• **Written task**:
Reproduce exactly the line in which "Each instance of the brick pillar" occurs and all the lines after it, ending with the last line.

Excerpted records start

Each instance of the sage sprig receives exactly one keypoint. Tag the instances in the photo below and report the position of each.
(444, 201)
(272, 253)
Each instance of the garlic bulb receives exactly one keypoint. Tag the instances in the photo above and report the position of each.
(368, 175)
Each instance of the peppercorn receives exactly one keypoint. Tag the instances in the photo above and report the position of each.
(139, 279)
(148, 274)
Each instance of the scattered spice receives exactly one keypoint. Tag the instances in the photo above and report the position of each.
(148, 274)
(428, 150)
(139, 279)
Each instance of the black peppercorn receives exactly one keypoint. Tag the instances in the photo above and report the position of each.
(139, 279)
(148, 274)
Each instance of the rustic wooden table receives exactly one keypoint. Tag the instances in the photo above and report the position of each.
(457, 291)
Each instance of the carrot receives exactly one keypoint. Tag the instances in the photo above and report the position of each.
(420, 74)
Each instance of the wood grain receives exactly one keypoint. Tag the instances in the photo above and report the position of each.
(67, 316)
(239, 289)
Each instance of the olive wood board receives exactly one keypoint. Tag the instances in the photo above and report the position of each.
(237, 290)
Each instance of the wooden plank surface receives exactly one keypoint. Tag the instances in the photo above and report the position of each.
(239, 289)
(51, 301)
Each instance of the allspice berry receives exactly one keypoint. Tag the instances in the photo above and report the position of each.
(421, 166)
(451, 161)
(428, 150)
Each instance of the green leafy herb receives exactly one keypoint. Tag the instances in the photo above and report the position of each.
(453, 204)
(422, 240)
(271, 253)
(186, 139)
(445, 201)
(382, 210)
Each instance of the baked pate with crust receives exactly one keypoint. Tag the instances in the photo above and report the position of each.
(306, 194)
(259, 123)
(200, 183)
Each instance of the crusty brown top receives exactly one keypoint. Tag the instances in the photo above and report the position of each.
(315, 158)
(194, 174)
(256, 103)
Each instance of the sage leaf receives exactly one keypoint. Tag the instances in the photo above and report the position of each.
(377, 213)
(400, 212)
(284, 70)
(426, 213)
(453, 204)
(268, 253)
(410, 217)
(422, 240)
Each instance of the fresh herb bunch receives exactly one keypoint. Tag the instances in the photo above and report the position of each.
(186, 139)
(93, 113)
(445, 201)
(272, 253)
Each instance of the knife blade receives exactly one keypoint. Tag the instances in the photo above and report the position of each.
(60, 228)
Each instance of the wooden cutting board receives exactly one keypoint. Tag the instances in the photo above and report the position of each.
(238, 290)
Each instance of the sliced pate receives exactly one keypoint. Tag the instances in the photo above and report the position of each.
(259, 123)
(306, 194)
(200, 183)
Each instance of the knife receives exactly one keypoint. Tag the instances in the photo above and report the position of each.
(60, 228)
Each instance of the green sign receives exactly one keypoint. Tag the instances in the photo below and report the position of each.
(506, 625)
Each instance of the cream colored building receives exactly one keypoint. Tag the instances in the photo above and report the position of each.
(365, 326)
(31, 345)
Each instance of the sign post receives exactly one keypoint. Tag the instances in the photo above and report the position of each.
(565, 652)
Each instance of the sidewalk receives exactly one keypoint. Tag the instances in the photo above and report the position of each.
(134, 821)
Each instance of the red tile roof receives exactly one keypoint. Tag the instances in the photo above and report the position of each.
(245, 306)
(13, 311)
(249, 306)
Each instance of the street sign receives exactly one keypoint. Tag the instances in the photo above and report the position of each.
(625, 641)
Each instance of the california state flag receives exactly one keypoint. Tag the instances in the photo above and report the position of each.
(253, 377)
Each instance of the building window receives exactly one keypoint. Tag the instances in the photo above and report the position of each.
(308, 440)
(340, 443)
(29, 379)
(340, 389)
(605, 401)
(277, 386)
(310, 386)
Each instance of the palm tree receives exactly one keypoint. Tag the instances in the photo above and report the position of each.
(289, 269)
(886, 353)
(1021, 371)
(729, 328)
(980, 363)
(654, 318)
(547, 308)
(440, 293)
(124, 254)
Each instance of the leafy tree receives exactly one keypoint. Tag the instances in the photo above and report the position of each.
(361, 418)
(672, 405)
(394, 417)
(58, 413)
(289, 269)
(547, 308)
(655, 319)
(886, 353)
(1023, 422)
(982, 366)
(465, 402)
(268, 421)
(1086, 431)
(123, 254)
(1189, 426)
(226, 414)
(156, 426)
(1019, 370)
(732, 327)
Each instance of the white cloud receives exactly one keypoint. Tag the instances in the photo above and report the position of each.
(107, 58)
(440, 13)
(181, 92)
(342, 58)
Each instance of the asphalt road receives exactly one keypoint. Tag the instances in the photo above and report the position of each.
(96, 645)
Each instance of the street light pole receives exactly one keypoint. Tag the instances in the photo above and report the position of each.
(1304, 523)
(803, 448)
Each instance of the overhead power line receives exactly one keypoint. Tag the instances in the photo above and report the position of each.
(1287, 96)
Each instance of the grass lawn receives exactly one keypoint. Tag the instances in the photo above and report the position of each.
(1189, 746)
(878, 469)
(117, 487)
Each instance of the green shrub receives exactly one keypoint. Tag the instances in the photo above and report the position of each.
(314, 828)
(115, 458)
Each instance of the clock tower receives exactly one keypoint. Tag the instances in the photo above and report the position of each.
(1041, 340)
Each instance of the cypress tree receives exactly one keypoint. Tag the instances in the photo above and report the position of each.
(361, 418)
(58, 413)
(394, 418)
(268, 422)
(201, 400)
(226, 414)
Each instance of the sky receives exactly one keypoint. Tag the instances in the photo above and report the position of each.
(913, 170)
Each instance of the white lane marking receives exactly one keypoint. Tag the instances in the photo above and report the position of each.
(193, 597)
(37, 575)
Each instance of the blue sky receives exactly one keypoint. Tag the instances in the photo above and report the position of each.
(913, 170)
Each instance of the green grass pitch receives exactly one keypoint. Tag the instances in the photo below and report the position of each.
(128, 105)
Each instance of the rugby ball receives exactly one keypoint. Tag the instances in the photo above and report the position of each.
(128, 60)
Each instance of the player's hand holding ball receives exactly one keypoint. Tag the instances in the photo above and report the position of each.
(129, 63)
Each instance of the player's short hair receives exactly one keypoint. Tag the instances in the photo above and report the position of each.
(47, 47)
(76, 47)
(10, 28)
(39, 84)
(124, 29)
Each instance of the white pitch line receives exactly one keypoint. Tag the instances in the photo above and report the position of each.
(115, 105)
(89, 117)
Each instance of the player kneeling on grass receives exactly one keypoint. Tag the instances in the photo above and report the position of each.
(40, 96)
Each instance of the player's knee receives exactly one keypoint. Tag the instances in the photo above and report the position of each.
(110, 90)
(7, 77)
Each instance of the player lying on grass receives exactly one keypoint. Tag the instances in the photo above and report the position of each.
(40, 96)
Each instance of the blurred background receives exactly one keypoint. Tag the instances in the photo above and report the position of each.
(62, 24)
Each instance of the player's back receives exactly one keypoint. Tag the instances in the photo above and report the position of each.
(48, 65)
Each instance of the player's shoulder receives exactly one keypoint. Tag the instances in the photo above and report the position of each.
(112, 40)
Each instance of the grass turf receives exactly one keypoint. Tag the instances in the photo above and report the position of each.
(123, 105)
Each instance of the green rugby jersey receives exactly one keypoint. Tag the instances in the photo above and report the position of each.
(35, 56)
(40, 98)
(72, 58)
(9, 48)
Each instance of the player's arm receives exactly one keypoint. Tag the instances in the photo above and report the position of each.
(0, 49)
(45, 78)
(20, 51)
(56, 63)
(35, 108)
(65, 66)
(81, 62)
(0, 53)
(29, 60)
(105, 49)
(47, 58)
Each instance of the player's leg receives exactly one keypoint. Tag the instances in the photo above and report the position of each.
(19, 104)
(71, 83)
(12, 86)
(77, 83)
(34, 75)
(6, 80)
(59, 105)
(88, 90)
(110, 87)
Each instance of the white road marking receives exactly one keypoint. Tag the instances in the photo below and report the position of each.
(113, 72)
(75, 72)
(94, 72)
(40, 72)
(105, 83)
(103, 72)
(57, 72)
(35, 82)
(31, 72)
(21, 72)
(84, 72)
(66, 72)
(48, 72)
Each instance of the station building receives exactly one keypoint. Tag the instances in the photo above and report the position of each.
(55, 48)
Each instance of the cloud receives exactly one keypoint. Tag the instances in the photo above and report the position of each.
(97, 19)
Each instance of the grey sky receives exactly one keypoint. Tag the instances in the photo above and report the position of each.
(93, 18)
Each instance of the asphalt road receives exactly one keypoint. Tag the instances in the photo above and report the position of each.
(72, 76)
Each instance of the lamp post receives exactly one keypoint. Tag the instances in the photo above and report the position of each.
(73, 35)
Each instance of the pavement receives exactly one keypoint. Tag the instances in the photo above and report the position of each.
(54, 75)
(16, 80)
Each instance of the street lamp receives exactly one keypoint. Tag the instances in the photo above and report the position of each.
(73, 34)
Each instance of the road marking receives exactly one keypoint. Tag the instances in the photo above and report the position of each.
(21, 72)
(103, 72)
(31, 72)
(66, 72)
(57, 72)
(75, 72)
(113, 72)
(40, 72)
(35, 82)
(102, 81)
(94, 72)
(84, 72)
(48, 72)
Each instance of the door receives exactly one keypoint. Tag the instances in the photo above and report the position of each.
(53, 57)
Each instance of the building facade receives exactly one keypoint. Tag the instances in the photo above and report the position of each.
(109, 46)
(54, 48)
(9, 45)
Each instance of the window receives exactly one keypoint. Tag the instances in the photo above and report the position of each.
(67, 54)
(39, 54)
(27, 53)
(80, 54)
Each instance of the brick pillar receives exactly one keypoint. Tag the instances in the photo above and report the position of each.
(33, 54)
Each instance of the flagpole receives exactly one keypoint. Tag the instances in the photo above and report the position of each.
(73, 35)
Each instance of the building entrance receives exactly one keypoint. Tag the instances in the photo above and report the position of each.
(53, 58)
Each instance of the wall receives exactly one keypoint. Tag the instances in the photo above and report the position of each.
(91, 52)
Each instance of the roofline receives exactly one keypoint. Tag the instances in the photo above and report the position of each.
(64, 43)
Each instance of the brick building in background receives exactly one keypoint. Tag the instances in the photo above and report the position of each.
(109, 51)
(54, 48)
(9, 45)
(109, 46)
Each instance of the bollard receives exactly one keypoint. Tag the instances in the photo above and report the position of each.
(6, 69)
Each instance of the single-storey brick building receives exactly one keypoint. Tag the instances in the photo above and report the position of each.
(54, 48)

Excerpted records end

• **Written answer**:
Each instance of the brick pillar receives exactly one keypoint. Tag the instances in the photo above and report the position of each.
(33, 54)
Each instance of the flagpole receives exactly one keypoint. Tag the instances in the photo above and report the position of each.
(73, 35)
Each instance of the building entrance receives exactly one keypoint. Tag the instances in the photo above and report the position of each.
(53, 58)
Each instance of the wall receives exactly one keypoint. Tag the instances in the photo above and report the position of each.
(91, 52)
Each instance of the roofline receives exactly one keypoint. Tag the instances in the photo above and report the position of each.
(64, 43)
Each instance of the brick building in background receives exactly one keypoint. Tag the instances in the photo above and report the position of each.
(109, 51)
(54, 48)
(9, 45)
(109, 46)
Each instance of the bollard receives exactly one keypoint. Tag the instances in the photo above and report the position of each.
(6, 69)
Each instance of the single-storey brick building receives exactly one keypoint. Tag the instances in the photo above and report the position of each.
(54, 48)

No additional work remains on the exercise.